ACTIVITY A >>
Reproduce the passage on animal health policy word for word, starting with "Another key element" and going on through "transport of animals.".
ACTIVITY B >>
Write the next part of the passage on animal health policy, picking up after its final sentence.

PASSAGE FOR REVIEW >>
Start of Block

Another key element to consider when discussing animal health policy is its implications, which extend far beyond the farming and food industries.

Animal health causes concerns to all our citizens.

These concerns stem not only from food safety issues but also the economic costs that animal disease outbreaks can trigger as well as welfare issues – for example, the mass slaughter of animals to control certain disease outbreaks or the transport of animals.

Plus, there is growing concern about the potential impact of animal diseases on human health – BSE being the first example everyone can think of and avian influenza being the most topical example with regard to its connection to a possible human influenza pandemic.

CAHP Evaluation

And I now turn to the evaluation of our animal health strategy. The underlying reason in launching an independent evaluation of the effectiveness of the Community Animal Health Policy almost two years ago, was to examine where and how our systems and approach might be improved.

This extensive review was intended to provide the building blocks for defining the Commission's future policy direction and guidelines.

I was therefore very pleased to hear that in response to the consultation that the Commission launched, we received a wealth of contributions. Over 100 responses were received to the consultation, and more than 100 interviews were conducted.

End of Block

DATA PROVIDED >>
Start of Block

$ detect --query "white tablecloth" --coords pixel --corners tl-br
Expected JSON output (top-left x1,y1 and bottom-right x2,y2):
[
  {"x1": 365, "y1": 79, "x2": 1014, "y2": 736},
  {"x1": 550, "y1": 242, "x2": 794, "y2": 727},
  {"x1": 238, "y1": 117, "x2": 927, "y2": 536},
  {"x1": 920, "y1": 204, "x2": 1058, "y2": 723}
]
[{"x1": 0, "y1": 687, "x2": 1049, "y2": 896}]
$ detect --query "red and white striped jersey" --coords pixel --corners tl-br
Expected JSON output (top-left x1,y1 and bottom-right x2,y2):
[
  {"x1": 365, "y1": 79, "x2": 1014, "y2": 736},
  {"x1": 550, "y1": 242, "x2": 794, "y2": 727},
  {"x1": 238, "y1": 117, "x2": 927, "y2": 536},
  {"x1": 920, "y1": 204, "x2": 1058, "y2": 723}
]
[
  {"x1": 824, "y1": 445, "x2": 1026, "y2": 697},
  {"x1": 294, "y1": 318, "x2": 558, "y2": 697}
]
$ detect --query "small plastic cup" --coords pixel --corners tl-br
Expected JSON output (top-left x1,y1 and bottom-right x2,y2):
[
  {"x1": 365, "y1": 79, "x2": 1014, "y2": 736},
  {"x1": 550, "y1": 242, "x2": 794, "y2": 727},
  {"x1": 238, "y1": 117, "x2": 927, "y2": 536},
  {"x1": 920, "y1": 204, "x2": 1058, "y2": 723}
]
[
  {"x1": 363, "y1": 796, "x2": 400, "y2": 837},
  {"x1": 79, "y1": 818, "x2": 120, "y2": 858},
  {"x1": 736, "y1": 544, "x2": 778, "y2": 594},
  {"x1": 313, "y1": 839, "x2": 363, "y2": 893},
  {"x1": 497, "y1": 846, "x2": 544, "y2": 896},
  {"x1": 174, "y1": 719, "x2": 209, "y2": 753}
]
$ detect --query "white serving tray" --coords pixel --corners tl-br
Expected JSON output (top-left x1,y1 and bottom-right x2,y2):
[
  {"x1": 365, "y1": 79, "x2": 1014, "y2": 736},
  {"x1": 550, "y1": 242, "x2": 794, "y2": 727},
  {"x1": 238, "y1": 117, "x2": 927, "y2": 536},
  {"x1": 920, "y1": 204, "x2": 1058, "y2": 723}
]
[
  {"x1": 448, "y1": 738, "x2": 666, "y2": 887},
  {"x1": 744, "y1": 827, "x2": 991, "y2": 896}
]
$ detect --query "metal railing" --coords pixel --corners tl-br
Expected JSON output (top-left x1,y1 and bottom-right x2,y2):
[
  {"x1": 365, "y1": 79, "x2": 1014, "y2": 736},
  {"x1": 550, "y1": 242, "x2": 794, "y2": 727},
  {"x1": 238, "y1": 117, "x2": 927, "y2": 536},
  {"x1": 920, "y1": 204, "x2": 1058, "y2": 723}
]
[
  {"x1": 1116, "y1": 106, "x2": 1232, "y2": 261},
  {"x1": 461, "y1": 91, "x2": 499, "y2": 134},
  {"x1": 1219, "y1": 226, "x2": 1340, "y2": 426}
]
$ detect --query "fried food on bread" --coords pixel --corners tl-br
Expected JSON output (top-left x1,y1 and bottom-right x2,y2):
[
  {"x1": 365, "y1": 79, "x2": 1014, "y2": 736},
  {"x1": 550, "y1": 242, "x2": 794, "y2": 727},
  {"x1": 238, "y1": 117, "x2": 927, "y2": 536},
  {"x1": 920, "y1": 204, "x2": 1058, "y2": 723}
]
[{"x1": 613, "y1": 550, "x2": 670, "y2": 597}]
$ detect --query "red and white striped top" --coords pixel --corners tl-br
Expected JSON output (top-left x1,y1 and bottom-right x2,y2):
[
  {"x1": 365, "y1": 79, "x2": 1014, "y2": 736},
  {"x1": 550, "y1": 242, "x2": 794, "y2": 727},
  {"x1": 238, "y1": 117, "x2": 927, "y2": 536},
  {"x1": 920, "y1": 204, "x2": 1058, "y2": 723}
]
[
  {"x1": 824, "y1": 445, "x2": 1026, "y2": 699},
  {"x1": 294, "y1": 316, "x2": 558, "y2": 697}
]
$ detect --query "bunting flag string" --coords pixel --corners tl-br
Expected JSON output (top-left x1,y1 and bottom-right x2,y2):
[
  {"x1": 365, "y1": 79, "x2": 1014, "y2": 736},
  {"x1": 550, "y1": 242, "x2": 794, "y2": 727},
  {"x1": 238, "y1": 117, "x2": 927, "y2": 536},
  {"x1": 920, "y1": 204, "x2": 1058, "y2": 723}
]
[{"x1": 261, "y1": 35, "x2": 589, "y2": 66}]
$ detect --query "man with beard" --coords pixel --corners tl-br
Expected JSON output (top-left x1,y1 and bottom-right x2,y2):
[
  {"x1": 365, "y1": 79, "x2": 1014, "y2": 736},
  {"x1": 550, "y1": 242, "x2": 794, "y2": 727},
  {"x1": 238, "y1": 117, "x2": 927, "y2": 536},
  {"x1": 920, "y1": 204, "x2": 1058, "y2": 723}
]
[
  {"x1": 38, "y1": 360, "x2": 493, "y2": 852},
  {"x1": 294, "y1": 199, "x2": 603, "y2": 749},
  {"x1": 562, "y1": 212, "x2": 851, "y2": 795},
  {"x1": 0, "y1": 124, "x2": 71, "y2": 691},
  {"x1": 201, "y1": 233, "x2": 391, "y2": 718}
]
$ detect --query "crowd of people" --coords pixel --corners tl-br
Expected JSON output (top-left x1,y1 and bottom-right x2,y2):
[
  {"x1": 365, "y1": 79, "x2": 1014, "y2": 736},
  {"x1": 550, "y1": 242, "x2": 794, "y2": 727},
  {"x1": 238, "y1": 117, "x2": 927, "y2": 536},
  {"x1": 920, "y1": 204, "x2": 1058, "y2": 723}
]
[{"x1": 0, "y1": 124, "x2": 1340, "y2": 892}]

End of Block

EXPECTED ANSWER A >>
Another key element to consider when discussing animal health policy is its implications, which extend far beyond the farming and food industries.

Animal health causes concerns to all our citizens.

These concerns stem not only from food safety issues but also the economic costs that animal disease outbreaks can trigger as well as welfare issues – for example, the mass slaughter of animals to control certain disease outbreaks or the transport of animals.

EXPECTED ANSWER B >>
I understand that the conclusions of the evaluation will be debated today and I encourage you to share openly your views especially on the most challenging of these subjects.

It is of course important that in this debate, we keep sight of the global perspective – the aim for the EU to become more competitive in the international context while working in partnership with countries outside of the EU.

Border controls have already been reinforced, and have become more standardised and harmonised across the EU. However, we should ask ourselves if there is still room for improvement, particularly to address problems such as new trade patterns but also illegal trade.

Trade in live animals is another issue of particular sensitivity: we need to consider seriously whether minimising live animal movements, as well as increasing preventive measures against diseases, are key steps towards reducing animal disease risks.

Conclusions - Future strategy

The Commission plans to present a Communication on the Community Animal Health Policy and its strategy for the period 2007-2013 by mid-2007, based on the evaluation results and on your contribution today.

We aim to provide the best possible framework for Europe, based on the principle that “prevention is better than cure”.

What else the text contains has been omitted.